Your objective >> Your task is to give the listing below back word for word, pictures excluded.

Stored data >>
━━━━━━
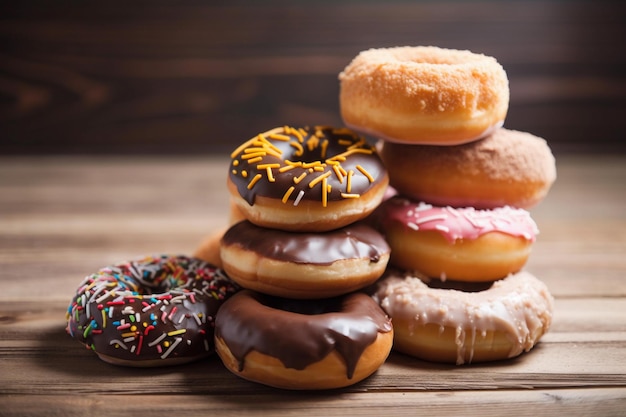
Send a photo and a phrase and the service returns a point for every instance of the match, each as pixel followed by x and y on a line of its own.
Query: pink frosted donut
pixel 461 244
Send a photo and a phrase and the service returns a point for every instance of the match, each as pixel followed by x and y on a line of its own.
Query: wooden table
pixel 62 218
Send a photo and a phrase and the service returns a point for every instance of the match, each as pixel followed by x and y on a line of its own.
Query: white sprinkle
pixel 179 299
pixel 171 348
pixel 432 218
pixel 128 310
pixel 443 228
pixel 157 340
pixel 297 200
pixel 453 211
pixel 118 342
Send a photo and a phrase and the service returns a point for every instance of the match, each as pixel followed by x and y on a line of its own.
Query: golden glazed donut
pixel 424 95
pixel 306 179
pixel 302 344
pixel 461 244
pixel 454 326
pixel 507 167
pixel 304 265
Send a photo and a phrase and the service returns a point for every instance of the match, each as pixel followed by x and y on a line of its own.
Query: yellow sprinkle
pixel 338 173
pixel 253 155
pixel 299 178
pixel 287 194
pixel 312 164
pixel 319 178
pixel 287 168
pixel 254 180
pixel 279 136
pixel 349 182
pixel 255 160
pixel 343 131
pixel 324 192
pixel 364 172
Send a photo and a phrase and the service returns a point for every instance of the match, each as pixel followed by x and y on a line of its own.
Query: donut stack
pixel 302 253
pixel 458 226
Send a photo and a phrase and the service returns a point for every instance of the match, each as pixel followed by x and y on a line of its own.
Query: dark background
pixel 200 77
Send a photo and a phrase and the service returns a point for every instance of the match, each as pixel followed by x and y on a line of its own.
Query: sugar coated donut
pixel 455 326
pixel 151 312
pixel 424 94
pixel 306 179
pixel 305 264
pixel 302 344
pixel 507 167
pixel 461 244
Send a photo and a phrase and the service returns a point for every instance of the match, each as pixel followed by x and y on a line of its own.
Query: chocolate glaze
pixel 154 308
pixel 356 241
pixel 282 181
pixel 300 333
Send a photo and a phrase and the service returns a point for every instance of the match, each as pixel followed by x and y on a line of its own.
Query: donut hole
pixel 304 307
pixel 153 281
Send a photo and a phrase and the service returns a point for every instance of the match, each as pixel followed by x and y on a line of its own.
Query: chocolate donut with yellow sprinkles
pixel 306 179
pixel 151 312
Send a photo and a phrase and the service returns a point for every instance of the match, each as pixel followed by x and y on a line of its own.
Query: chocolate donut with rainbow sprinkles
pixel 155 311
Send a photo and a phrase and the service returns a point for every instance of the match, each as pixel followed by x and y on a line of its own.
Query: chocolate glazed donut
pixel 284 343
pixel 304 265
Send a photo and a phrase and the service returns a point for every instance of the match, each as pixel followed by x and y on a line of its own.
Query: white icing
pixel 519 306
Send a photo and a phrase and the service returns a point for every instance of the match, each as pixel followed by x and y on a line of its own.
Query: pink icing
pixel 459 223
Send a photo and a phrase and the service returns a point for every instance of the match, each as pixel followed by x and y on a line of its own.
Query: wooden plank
━━━━━━
Solution for this exercise >>
Send a photo and a phrase and the service returns a point for every instance of the match, each as pixel followed by x and y on a line of its own.
Query: pink frosted donut
pixel 461 244
Send a photo and a phrase and the service returns a point for every instance of the match, each as pixel followed by x and y on a line of its own.
Query: wooden table
pixel 62 218
Send a photo and a phrase and the service returns a point for every instance of the match, each as pixel followed by x and y on a line of its own.
Query: white sprinkle
pixel 179 299
pixel 171 348
pixel 432 218
pixel 128 310
pixel 443 228
pixel 157 340
pixel 297 200
pixel 453 211
pixel 118 342
Send a photo and a phrase and the service returns a point for every instance of the match, each as pixel followed by x and y on a line of its own.
Query: golden glazed donut
pixel 424 95
pixel 306 179
pixel 302 344
pixel 461 244
pixel 454 326
pixel 507 167
pixel 304 265
Send a photo and a phrase and the service returns a point for every instance of the match, each as pixel followed by x and y on a line of its own.
Query: yellow sprinkle
pixel 338 173
pixel 253 155
pixel 299 178
pixel 287 194
pixel 312 164
pixel 319 178
pixel 287 168
pixel 254 180
pixel 279 136
pixel 349 182
pixel 255 160
pixel 343 131
pixel 324 192
pixel 364 172
Send a photo and a phrase and the service returns a point for every instance of the match, each as pixel followed by x and y on a line of its own.
Query: donut stack
pixel 302 253
pixel 458 226
Send a photo and a phrase and the service returns a point for every instance of the match, each as pixel followed by x and y on a line of its own.
Query: dark background
pixel 200 77
Send a photo and a phrase and the service returns a point for every instance of the match, each as pixel followed by x and y on a line of its own.
Query: sugar coated donut
pixel 455 326
pixel 151 312
pixel 424 94
pixel 306 179
pixel 305 264
pixel 302 344
pixel 507 167
pixel 461 244
Send a photo and a phrase and the service returns a point for every instance of the match, each as pixel followed by x and y on a line of its own.
Query: chocolate glaze
pixel 154 308
pixel 356 241
pixel 282 181
pixel 300 333
Send a photo and a phrase and the service returns a point for every instance of the match, each as pixel followed by x and y on a line of its own.
Query: donut hole
pixel 304 307
pixel 153 281
Send a photo and a phrase and the service returns a point for every instance of the match, each as pixel followed by x and y on a line of its own.
Query: chocolate donut with yellow sprinkles
pixel 306 179
pixel 151 312
Send a photo and a phrase and the service returns a point for every instance of the match, each as pixel followed by x and y on a line of its own.
Query: chocolate donut with rainbow sprinkles
pixel 155 311
Send a photo and a phrase and the service returns a point for every instance of the match, each as pixel followed by x and y on a line of its own.
Query: chocolate glazed donut
pixel 284 343
pixel 304 265
Send a photo and a phrase and the service returns a point for every instance of the match, each as pixel followed by x and y on a line of its own.
Query: white icing
pixel 519 306
Send a photo and a phrase and the service returns a point for every instance of the match, each as pixel followed by x and y on a line of its own.
Query: pink icing
pixel 459 223
Send a photo and a phrase and the service returns a point for every instance of the match, each as pixel followed by x and y on a line of its own.
Query: wooden plank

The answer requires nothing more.